Information shown -
========================================================================

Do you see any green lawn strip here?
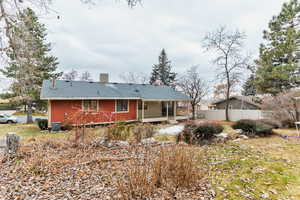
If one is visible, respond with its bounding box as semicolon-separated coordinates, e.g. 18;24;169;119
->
12;111;47;116
209;144;300;199
0;124;70;140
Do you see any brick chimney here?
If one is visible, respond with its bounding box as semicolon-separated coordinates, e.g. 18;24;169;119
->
51;78;56;89
100;73;109;83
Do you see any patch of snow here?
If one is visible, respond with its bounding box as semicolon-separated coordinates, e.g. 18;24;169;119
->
217;133;228;138
261;193;270;199
117;141;129;146
235;129;243;134
158;125;184;135
239;135;249;140
141;138;156;144
106;84;117;89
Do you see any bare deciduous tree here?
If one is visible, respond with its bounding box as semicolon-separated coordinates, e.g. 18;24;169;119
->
203;27;250;121
62;69;78;81
80;71;93;81
262;90;300;125
0;0;142;62
119;72;149;84
177;66;209;119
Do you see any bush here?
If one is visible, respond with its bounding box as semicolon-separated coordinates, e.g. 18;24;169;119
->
281;119;296;128
37;119;48;130
232;120;275;136
106;122;132;141
258;119;282;129
61;122;73;131
232;119;256;132
118;146;205;200
177;123;224;144
132;124;154;143
106;122;154;143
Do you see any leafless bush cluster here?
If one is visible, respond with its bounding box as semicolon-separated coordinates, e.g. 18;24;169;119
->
262;90;300;126
118;146;204;199
105;123;154;143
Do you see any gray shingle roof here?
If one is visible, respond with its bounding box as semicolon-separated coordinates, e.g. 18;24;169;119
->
41;80;189;100
214;96;261;107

========================================================================

Direction - Please recast every line of the items above as a JSON list of strings, one string per line. Skip blank lines and leave the pictures out.

Task result -
[
  "Do you see any green lawn strip here?",
  "If one is visible, respond with its bounding box as semicolon-separated coordinates, e.g. 18;24;169;119",
  "->",
  "12;111;47;116",
  "209;144;300;199",
  "0;124;70;140",
  "Do you see any brick chimney here?",
  "If one is visible, respond with its bounding box as semicolon-separated coordinates, e.g. 18;24;169;119",
  "->",
  "51;78;56;89",
  "100;73;109;83",
  "Do you see any patch of snow here?",
  "If one is visible, respond with its bounding box as semicolon-separated coordinates, e.g. 18;24;169;119",
  "->",
  "217;133;228;138",
  "261;193;270;199",
  "117;141;129;146",
  "235;129;243;134",
  "158;125;184;135",
  "239;135;249;140",
  "141;138;156;144",
  "106;84;117;89",
  "Do you see any bare deciduous tree here?",
  "If one is visible, respond with its bounding box as semicolon-separated coordinates, e.g. 18;24;169;119",
  "->",
  "203;27;250;121",
  "62;69;78;81",
  "80;71;93;81",
  "262;90;300;125",
  "0;0;142;62",
  "119;72;149;84",
  "177;66;209;119",
  "Do you see any bush here?",
  "If one is visible, respond with its bounding box as semicolon-separated coordinates, e.g. 18;24;169;119",
  "->",
  "281;119;296;128",
  "37;119;48;130",
  "232;120;275;136",
  "106;122;132;141",
  "258;119;282;129",
  "61;122;73;131",
  "232;119;256;132",
  "118;146;205;200",
  "177;123;224;144",
  "132;124;154;143",
  "106;122;154;143",
  "Do you see any leafless bush cluster here?",
  "If one is visible, respond with its bounding box as semicolon-separated coordinates, e.g. 18;24;169;119",
  "->",
  "262;90;300;126",
  "118;146;204;199",
  "105;123;154;143",
  "Do you see any gray shingle roof here?",
  "If one is visible, respond with its bounding box as semicolon-separated coordinates, e.g. 18;24;169;119",
  "->",
  "41;80;189;100",
  "214;96;261;107"
]